[Start]
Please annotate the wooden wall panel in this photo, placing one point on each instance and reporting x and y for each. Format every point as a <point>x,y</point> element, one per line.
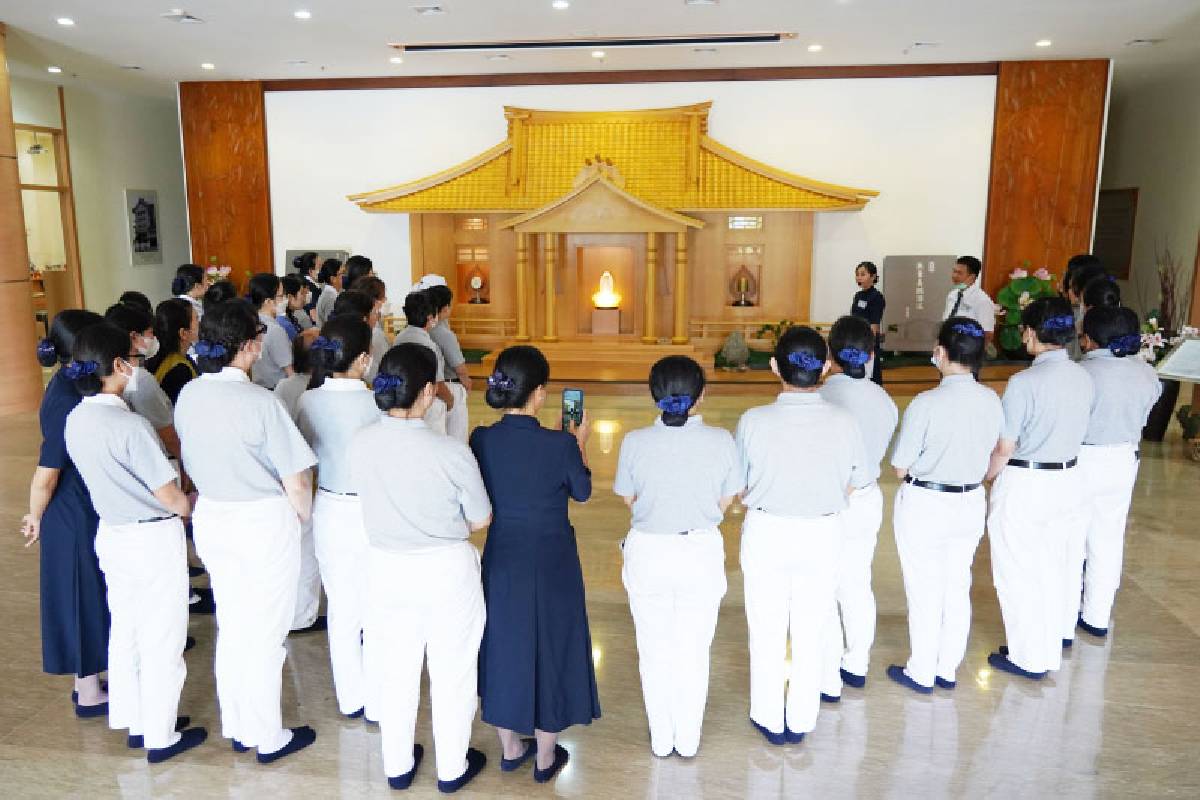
<point>1044,164</point>
<point>225,160</point>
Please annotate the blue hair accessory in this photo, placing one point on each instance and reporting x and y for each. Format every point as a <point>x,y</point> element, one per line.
<point>209,349</point>
<point>77,370</point>
<point>676,403</point>
<point>966,329</point>
<point>853,356</point>
<point>805,361</point>
<point>502,382</point>
<point>385,383</point>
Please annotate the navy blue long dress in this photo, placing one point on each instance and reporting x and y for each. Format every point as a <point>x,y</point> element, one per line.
<point>535,660</point>
<point>75,606</point>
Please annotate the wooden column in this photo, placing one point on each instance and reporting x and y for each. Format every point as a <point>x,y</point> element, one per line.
<point>22,386</point>
<point>681,295</point>
<point>551,245</point>
<point>522,289</point>
<point>649,335</point>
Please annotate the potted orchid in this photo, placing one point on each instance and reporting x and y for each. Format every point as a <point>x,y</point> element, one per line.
<point>1021,289</point>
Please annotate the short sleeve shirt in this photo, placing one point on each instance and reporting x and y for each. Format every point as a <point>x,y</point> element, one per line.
<point>678,475</point>
<point>120,459</point>
<point>238,439</point>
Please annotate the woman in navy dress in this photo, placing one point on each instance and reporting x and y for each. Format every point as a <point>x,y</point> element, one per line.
<point>869,305</point>
<point>535,672</point>
<point>75,608</point>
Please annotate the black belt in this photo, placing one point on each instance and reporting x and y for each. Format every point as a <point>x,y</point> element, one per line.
<point>1042,464</point>
<point>953,488</point>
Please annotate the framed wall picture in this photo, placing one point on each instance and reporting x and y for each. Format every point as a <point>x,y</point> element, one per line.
<point>142,220</point>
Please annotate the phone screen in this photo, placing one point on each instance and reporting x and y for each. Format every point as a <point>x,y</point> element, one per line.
<point>573,408</point>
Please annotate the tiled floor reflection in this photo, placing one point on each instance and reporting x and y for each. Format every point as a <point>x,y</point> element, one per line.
<point>1120,720</point>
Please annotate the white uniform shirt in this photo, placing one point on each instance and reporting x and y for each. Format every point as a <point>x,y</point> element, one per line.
<point>871,408</point>
<point>329,417</point>
<point>799,455</point>
<point>238,439</point>
<point>1126,389</point>
<point>949,432</point>
<point>976,304</point>
<point>120,459</point>
<point>418,487</point>
<point>677,475</point>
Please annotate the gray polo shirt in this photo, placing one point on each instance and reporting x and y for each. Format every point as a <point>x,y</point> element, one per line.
<point>949,432</point>
<point>268,371</point>
<point>239,441</point>
<point>329,419</point>
<point>418,487</point>
<point>871,408</point>
<point>678,475</point>
<point>799,455</point>
<point>120,459</point>
<point>1045,408</point>
<point>1126,389</point>
<point>448,342</point>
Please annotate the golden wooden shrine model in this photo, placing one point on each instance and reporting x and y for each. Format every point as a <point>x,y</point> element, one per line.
<point>570,196</point>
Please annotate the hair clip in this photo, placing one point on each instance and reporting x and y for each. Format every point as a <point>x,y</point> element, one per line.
<point>853,356</point>
<point>77,370</point>
<point>502,382</point>
<point>209,349</point>
<point>676,403</point>
<point>967,329</point>
<point>804,361</point>
<point>385,383</point>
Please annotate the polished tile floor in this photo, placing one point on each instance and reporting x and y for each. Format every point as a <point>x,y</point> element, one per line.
<point>1121,719</point>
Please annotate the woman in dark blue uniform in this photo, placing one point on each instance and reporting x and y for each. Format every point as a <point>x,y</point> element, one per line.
<point>869,305</point>
<point>75,609</point>
<point>535,672</point>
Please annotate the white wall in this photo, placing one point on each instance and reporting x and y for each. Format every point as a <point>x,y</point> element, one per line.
<point>924,143</point>
<point>118,140</point>
<point>1153,144</point>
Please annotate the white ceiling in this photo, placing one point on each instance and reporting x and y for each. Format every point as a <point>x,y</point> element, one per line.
<point>247,38</point>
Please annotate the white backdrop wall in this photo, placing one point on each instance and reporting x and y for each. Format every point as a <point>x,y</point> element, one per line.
<point>924,143</point>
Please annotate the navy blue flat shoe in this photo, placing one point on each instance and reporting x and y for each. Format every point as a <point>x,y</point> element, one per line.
<point>1000,661</point>
<point>899,675</point>
<point>301,738</point>
<point>187,739</point>
<point>851,679</point>
<point>509,764</point>
<point>773,738</point>
<point>561,758</point>
<point>138,743</point>
<point>475,762</point>
<point>402,782</point>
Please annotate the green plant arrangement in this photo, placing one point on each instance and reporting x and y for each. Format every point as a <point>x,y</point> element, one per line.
<point>1020,290</point>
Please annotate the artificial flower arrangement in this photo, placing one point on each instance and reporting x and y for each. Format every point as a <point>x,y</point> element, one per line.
<point>1021,289</point>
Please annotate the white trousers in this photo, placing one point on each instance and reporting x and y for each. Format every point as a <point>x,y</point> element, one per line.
<point>675,585</point>
<point>937,534</point>
<point>426,605</point>
<point>145,569</point>
<point>309,585</point>
<point>252,553</point>
<point>342,554</point>
<point>856,601</point>
<point>791,579</point>
<point>1035,517</point>
<point>1108,475</point>
<point>457,425</point>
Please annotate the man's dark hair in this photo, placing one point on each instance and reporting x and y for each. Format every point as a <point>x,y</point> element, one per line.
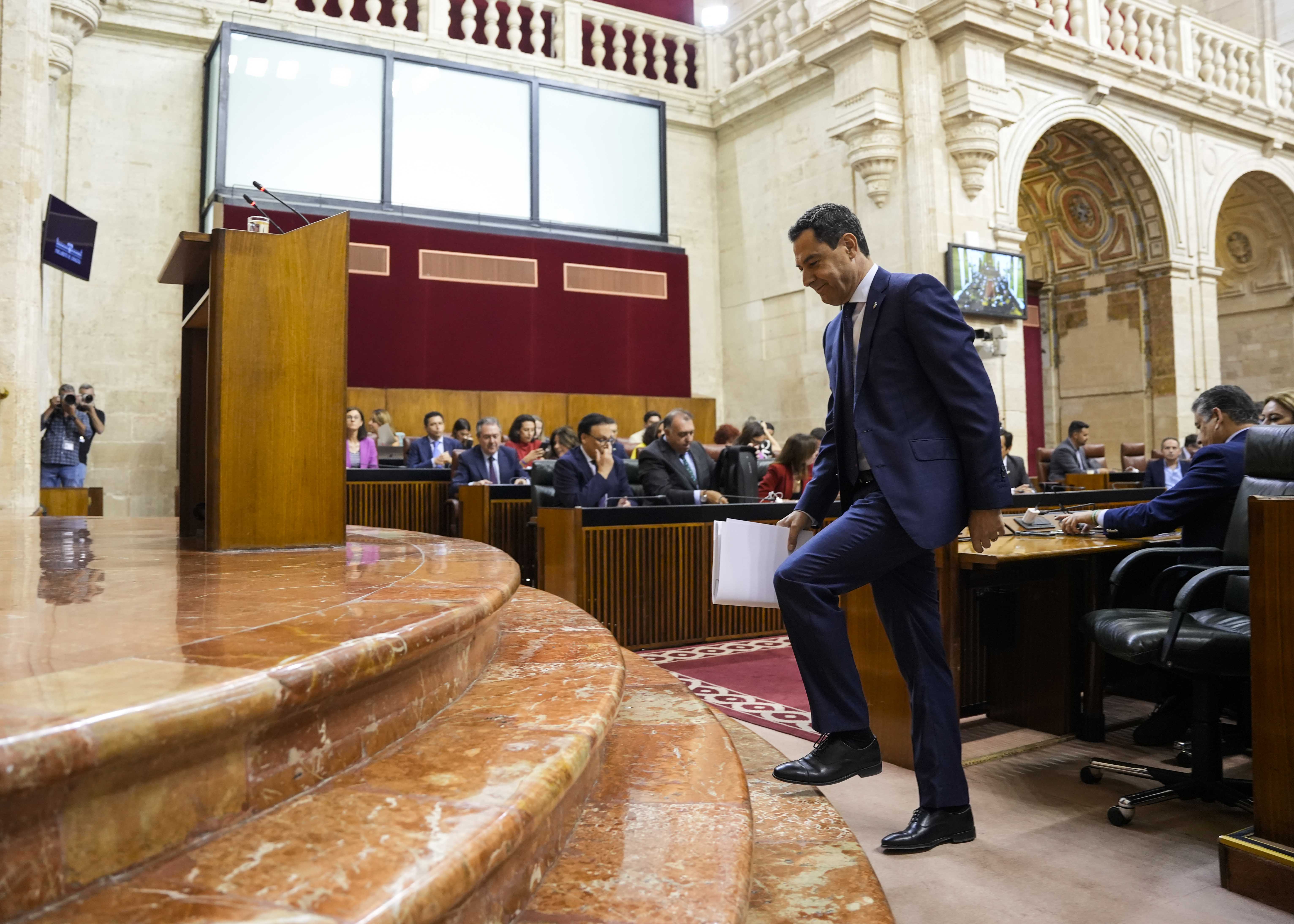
<point>830,223</point>
<point>589,421</point>
<point>668,421</point>
<point>1231,400</point>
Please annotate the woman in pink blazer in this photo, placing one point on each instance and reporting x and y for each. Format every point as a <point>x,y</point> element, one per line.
<point>362,452</point>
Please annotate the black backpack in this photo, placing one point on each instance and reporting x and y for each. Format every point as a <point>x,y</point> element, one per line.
[End]
Convert the listing above into a JSON list of strings, one string per line and no blank lines. Begin at the line that contains "Please annotate the hair" and stop after the line that contains "<point>1121,719</point>".

[
  "Please annotate the hair clip in this photo, placing one point on each instance and reporting x and y for each. Format every point as a <point>x,y</point> element, one per line.",
  "<point>853,356</point>",
  "<point>77,370</point>",
  "<point>502,382</point>",
  "<point>209,349</point>",
  "<point>676,403</point>",
  "<point>967,329</point>",
  "<point>804,361</point>",
  "<point>385,383</point>",
  "Please annotate the polished tile floor in this photo, placing one point on each instance and reporting x and y for each. Format every point as a <point>x,y</point> element, one per line.",
  "<point>1121,719</point>"
]